[Supplied records — start]

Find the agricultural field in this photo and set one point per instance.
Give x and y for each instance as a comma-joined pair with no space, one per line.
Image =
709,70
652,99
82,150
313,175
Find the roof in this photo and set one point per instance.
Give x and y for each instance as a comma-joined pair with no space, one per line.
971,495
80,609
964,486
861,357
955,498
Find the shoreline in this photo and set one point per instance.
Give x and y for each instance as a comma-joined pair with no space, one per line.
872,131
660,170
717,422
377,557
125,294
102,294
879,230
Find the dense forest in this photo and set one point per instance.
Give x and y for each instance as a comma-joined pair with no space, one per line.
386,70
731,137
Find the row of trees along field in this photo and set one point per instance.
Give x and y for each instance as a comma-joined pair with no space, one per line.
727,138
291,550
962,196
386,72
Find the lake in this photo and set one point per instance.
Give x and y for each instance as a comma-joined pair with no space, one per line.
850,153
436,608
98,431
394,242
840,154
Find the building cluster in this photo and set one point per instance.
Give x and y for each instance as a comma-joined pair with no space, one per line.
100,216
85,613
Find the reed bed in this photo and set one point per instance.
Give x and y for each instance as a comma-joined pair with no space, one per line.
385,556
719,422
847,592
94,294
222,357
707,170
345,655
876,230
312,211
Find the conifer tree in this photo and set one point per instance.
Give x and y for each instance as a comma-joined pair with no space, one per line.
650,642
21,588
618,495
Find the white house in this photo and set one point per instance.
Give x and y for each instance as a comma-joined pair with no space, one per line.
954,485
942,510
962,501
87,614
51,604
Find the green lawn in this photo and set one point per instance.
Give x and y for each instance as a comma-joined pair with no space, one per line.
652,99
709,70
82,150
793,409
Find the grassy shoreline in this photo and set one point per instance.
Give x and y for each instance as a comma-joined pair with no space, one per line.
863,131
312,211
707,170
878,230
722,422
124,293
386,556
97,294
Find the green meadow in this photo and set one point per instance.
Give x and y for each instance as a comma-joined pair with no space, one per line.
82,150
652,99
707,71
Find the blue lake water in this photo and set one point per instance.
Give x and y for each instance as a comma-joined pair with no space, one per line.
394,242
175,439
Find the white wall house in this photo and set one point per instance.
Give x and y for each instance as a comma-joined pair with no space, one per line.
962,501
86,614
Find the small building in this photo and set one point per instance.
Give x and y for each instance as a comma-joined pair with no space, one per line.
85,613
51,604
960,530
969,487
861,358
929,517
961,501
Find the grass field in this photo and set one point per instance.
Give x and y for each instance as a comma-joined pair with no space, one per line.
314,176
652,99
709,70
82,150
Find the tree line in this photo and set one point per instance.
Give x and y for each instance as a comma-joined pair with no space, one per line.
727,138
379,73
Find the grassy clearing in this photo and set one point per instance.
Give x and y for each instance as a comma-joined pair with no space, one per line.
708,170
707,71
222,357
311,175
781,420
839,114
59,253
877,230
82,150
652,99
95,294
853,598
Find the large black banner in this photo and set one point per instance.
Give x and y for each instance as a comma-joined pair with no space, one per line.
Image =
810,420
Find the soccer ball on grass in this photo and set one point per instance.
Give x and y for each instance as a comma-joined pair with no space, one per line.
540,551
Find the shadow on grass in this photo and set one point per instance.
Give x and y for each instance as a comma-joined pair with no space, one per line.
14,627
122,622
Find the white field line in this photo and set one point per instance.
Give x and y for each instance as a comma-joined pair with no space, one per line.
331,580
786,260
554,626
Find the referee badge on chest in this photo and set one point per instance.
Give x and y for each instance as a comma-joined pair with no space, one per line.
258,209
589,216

[Supplied records — finish]

**Exercise details**
Transcribe every entry verbatim.

**Result**
Find the agricultural field in this photo and set one point per instance.
Give x and y for each instance as a comma-joined pair with no space, one per line.
Image =
709,70
652,99
82,150
313,175
Find the roof in this photo and set one point per instance.
Give x and y for each instance as a comma-joined pair with no space, one per line.
971,495
80,609
964,486
861,357
955,498
Find the shoreline in this photo and set one point per instance.
Give x and y for each instance as a comma-joined pair with no space, one per line.
872,131
660,170
717,422
377,557
125,294
102,294
879,230
Find the dense forest in this photo and set one point per instance.
Give x and y for each instance as a comma-joined pair with no space, one per line.
386,70
731,137
Find the row of trees along field in this photo and set one point per instance.
Give x and y for each instance as a comma-joined pair with no space, one per line.
727,138
291,550
962,196
386,72
Find the lake in this photo and set one point per instance.
Give x and y for each instance as a comma-joined pair with no space, one per line.
850,153
436,608
98,431
394,242
840,154
Find the building cluster in this photo and set one point per instance.
Give x and y for each instance as a comma-joined pair with no space, one per line.
100,216
85,613
Find the reed bed in this photo and set one point per instance.
Give x and y for each instance as a comma-joined pair with no space, one per line.
385,556
719,422
847,592
94,294
222,357
707,170
345,655
876,230
312,211
Find the conifer tree in this photo and set one point per instance.
Give x and y for each instance as a comma-joined pair with no space, one per line.
650,642
21,588
618,495
Find the white house in this photo and set one point per instance.
Give x and y for each instance as a comma-joined pair with no space, one per line.
954,485
942,510
962,501
87,614
51,604
Find the green lawn in this photo and set one point per instance.
Give x and y for each instance as a comma-joined pair with no space, one per line.
652,99
709,70
82,150
793,409
Find the grassy shoreline in this photo and set one point per instance.
Give x and y for each instance as a comma-joined pair with no space, one per line.
863,131
312,211
707,170
878,230
722,422
124,293
386,556
97,294
Find the green meadow in this photo and set one point per instance.
Give x and y for each instance as a comma-joined pair with no space, one per line.
82,150
652,99
707,71
Find the blue lake water in this photo and set one point per instance.
Give x and y for each instance as a comma-joined pair with no space, one per line.
394,242
175,439
Find the white wall house in this photo and set one point per instance.
Give x and y for each instance as a comma-joined pair with no space, one per line.
962,501
86,614
Find the small building in this photo and set one point per instance.
Give x and y for each instance as a comma-joined pair with no space, one per line.
85,613
51,604
960,530
969,487
861,358
929,517
961,501
Find the grass field in this photo and set one point per instance.
Give x and y for each instance as a comma-joined pair with no space, one per line.
314,176
652,99
709,70
82,150
Find the tree line in this photo and set one point per instance.
Give x and y for each instance as a comma-joined pair with no space, one per line.
727,138
379,73
Find the grassy clearing in this photo and set one point per instance.
Give x and y for each instance as a comma-joined pair with no space, one per line.
708,170
707,71
222,357
311,175
781,420
839,114
59,253
877,230
82,150
652,99
95,294
853,598
Find the large black banner in this photo and set one point per instance.
Give x and y for each instance as a comma-joined pair with no space, one per line.
Image =
810,420
Find the soccer ball on grass in this photo and set one point per instance.
Give x and y for each instance as a comma-joined pair with no space, one per line.
540,551
Find the shadow on grass in this photo and set one point per instance.
Give x and y for each instance as a comma-joined pair with no space, one per line.
14,627
122,622
Find the white field line in this photo and set one point per instance.
Give x and y for each instance as a comma-joined pair with no space, one per line.
331,580
786,260
554,626
Find the referee badge on chest in this photo and set one point per instance.
Give x and y for each instance as a comma-joined pair with no space, one per line.
258,209
589,216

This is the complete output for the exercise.